-- start Passage provided --

# Lightroom Library has increased suddenly to 160GB....due to Proxies 144GB



## mikebore (Oct 1, 2018)

I have Lightroom CC on my MBP running 10.14. It is set to store smart previews internally and Originals on an external  SSD.

This has worked fine but suddenly the Library is 160GB and I have hardly any drive free space.

Opening the Library shows this is all due to Proxies/720p is 6.88GB and Proxies/2560 is 144GB.

I think they downloaded last night from the cloud as it said Syncing in the top right even though the filter showed everything was syncd.

I also have Lightroom CC on my27"  iMac with its own external holding originals.

Do I need these proxies?

What setting controls them.?

Thanks


----------



## mikebore (Oct 1, 2018)

Some more info about my problem:

I just opened the Library package file on my iMac.  Its size is 20.39GB which is more like what it was on my MBP before Proxies appeared.

There are no proxies on the iMac.

What is odd about the Library on my iMac, is that inside the package file there are* two* folders with *different* alphanumeric identifiers.  One is the same number as on my MBP and is 11GB. The other is 8Gb and has not been modified since July 3rd. This happened before and I was advised I could delete the one not being used which I did and all was well.

Is it a supported configuration to have LRCC on two Macs, synchronised to the same Adobe ID/cloud library, with both Macs having their own originals location? I feel the 140 GB of Proxies in the MBP library is somehow connected with my setup.

Apart from the above anomalies and the excessive size of the MBP library, Lightroom CC is behaving very well. Two iPhones and iPad are also signed in to the account.

Thanks for any help.


----------



## Jim Wilde (Oct 1, 2018)

The "proxies" are the Smart Previews, so if you have LRCC on one Mac set to store a local copy of all Smart Previews, then that's what it does. Compare the Preferences>Local Storage tab on the two systems...is that option set on one system but not the other?


----------



## mikebore (Oct 1, 2018)

Thanks Jim, I wrote most of the below before your message but I think it is still relevant.

Sorry this is turning into a bit of a journal as I make progress understanding my issues!

I am now pretty sure the two problems I mention are unrelated:

1. The problem of the two alphanumeric folders in the iMac Library has happened before and is the result of a false start setting up LRCC in July and starting all over. But I don't think I did the start all over completely cleanly.  When I noticed it before I deleted it and all was well, but now it has come back (same alphanumeric) so it is lurking in my account somewhere, and will probably appear again, but has never appeared on my MacBook Pro. I have deleted it again and all is well (no effect whatever). Any advice on how to clear this would be welcome.

-- end Passage provided --
-- start Dataset extract --

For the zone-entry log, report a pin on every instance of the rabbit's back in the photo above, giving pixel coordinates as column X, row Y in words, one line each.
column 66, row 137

-- end Dataset extract --

Task goal
Carry the forum thread about Lightroom proxies forward, picking up right after its final sentence. The lines above are separate material and are not part of the Lightroom thread.

Task output
2. The problem of the excessive size of the LRCC library on my MBP is beginning to make some sense, but far from understood. The local storage settings in the MBP are to store all smart previews on the internal and all originals on an external.  Local Storage preference window says "required space is 84.8GB" which seems right for 70,000 photos. This is also consistent with the Library size on a recent back up (before the step change in size) where the Library is 95GB and where the proxies folder was 75GB. 

So the mystery is why there has been a step change in size of the proxies folder from 75GB to 150GB?

Can I delete the Proxies folder and let it recreate them and hope they are back to the 75GB level?

Thanks very much for any input.


----------



## mikebore (Oct 1, 2018)

The screenshot below shows the Library content on the recent backup TOP, and current BOTTOM, which maybe makes the situation a bit clearer.

It changed from the top to the bottom overnight, where I could see it was downloading, and the icon top right said "Syncing" but the filter said everything was syncd and backed up.


----------



## Jim Wilde (Oct 1, 2018)

I can't explain why the size of the smart previews cache has suddenly almost doubled, sorry. But do you need both Smart Previews AND Originals stored locally? Because I use Classic as well as LRCC (thus all my originals also exist locally outside of LRCC), on my Classic system I have LRCC store only the smart Previews, and not the originals. But on my second system, which doesn't run Classic, I do the opposite, i.e. store originals but not Smart Previews.

But answering your question, yes you probably can delete the proxies folder and in theory LRCC should download them again. Haven't tested that though, generally I delete the entire Local Library and then let LRCC rebuild it completely.


----------



## mikebore (Oct 1, 2018)

Thanks very much Jim.

That is a good question about whether I need both Smart Previews AND Originals on the same Mac.  My logic (which may well be flawed) is that:-

1. I want the Smart Previews on it so that I can view and edit without having the external Originals drive attached.

2. I want the Originals locally on the external because when I am on holiday or away from base with just the MBP,  I want to import photos to the Library and do some culling and editing while away.  If I import them *without* the Originals drive attached, the originals are stored* inside* the library after import, filling up precious internal space.  So I have an Originals drive for the MBP to avoid this.

But I believe that if I changed the setting to "not store Originals" then the imported-on-holiday originals would only be on the internal temporarily, and would be deleted once the files had been uploaded to the Cloud and downloaded to the Originals drive on my iMac. Is that right and does it work reliably?  if so then I don't need to keep Originals locally on the MBP.  I think I have enough space to keep holiday import originals internally temporarily.

So subject to your reply I am motivated to abandon the external Originals MBP drive and change the setting to not keep Originals on the MBP,  and will also delete the oversize proxies folder.


----------



## mikebore (Oct 1, 2018)

Just re-read your post and noted the advice   _"....generally I delete the entire Local Library and then let LRCC rebuild it completely"_

So that means what it says, and you just reopen LRCC app and sign in and it all downloads?

That sounds like it might be a good thing to do on my iMac with the phantom alphanumeric folder?


----------



## mikebore (Oct 1, 2018)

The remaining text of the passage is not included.